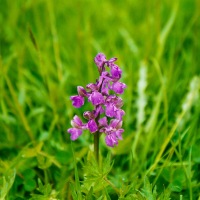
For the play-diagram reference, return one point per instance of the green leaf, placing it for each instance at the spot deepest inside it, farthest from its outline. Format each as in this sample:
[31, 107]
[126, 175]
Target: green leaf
[176, 186]
[147, 191]
[6, 183]
[89, 195]
[30, 185]
[77, 182]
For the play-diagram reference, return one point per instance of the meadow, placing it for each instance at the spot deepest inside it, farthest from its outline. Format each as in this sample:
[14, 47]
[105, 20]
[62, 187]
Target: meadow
[47, 49]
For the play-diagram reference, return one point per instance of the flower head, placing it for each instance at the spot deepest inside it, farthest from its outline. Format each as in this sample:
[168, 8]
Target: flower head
[103, 102]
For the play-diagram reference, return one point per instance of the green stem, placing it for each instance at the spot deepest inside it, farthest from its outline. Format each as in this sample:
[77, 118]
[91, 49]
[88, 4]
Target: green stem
[96, 146]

■ ■ ■ ■ ■ ■ ■

Write out the whole listing exactly. Pictures stay out.

▶ [Answer space]:
For the play-diagram reference, return one point per instance of the green leaf, placing it for each instance at the spot deepest inside it, farthest from its outline. Format each as in this sample:
[31, 107]
[126, 175]
Target: green leaf
[176, 186]
[147, 191]
[6, 183]
[89, 195]
[30, 185]
[77, 182]
For the play-diagram reference, return one point per instance of the meadow, placing it for each instance at the spot deepest inside it, farthest from its outline. Format each as in this sample:
[14, 47]
[105, 20]
[62, 187]
Target: meadow
[47, 49]
For the play-diagram reference, return one point per instance of the flower head, placing it for each instance at the spot deepest inside it, farthest from its outline. Format each as in this sample:
[168, 8]
Target: flower head
[103, 102]
For the play-diagram reference, return one point per instance of the green stem, placing it for each instance at the spot deepest inside it, farthest from its outline. Format each as in this sample:
[77, 118]
[91, 49]
[88, 4]
Target: green stem
[96, 146]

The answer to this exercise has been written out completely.